SOURCE EXTRACT Block Start

Considerations for Automating Salmonella Serovar Identification within an Electronic Public Health Reporting Environment
CDC's requirements for Salmonella surveillance reporting include submission of serovars from the recognized naming scheme, Kauffmann-White (K-W), using identifiers curated by the Systematized Nomenclature of Medicine-Clinical Terms (SNOMED CT®). Translating the serotype formula of a Salmonella isolate to the correct identifier has been a multistep manual process for users. Our goal was to determine whether a degree of automation could be achieved using an ontology based on K-W.
We investigated information artifacts presently available, namely K-W, SNOMED CT and CDC's Public Health Information Network - Vocabulary Access and Distribution System (PHIN-VADS). As SNOMED CT creates identifiers and associates them with serovar names, we performed detailed analysis on its coverage of K-W. An overall error rate of 13.1% included simple omissions and transcription errors. We limited our assessment of K-W and PHIN-VADS to the functional characteristics of the resources they distribute. K-W creates serovar names but does not provide identifiers. PHIN-VADS includes the identifiers but not antigenic formulae for most isolates. In summary, neither K-W nor PHIN-VADS contained all information users require.

SOURCE EXTRACT Block End

WHAT YOU WILL DO
1. In the Salmonella serovar abstract, what overall error rate did the analysis of SNOMED CT's coverage of K-W find?
2. Carry on writing the Salmonella serovar abstract, starting after its final sentence.

SUPPLIED MATERIAL Block Start

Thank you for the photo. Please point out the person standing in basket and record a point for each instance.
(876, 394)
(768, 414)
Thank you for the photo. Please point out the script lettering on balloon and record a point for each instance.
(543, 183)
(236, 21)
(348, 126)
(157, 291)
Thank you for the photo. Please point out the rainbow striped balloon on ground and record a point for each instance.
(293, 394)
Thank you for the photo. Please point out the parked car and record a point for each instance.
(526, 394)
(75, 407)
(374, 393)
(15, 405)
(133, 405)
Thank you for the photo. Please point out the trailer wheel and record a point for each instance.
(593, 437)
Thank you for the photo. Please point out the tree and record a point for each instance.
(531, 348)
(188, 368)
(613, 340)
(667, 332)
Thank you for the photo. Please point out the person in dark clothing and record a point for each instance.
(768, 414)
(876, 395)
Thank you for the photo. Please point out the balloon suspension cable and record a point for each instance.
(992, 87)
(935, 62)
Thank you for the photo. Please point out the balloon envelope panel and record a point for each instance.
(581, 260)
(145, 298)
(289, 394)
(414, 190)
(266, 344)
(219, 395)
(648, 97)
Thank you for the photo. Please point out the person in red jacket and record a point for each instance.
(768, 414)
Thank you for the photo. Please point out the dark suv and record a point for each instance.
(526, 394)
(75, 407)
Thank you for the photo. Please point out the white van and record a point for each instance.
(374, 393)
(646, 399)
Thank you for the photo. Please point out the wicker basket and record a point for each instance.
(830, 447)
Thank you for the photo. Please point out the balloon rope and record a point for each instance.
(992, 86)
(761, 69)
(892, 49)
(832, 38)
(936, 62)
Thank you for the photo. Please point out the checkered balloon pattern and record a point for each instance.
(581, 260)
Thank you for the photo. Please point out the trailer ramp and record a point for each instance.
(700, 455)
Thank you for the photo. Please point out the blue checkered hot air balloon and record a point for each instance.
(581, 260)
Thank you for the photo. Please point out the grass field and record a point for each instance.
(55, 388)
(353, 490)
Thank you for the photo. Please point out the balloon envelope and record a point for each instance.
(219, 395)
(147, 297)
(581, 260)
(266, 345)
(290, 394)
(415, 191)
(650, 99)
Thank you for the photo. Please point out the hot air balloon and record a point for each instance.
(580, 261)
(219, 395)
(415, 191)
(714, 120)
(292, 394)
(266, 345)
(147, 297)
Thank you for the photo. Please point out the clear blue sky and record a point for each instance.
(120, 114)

SUPPLIED MATERIAL Block End

EXERCISE RESULTS
1. 13.1%

2.
Two different ontology prototypes were developed. Prototype I placed K-W serovars as terminal nodes in the hierarchy and these were given logic-based definitions. Prototype II added isolate classes as serovar subtypes. Only the isolate classes had complete logical definitions. Both prototypes were logically sound and functioned as expected. Prototype I paralleled existing SNOMED CT content but required more robust description logic than currently employed in SNOMED CT. Prototype II was more compatible with current functionality of SNOMED CT but created identifiers that would not meet current requirements for public health reporting.
Prototype I was fully populated as the Salmonella Serotype Designation Ontology (SSDO). As it stands, SSDO reliably places isolates in the appropriate classes, with few and predictable exceptions. Although SNOMED CT cannot accommodate its functionality at this time, SSDO can serve as the basis for a stand-alone application.
Ultimately whether by improving functionality of existing systems or providing a framework for an ancillary automated system, this work should facilitate real-time reporting and analysis of surveillance data that will prevent new or reduce severity of infectious disease outbreaks.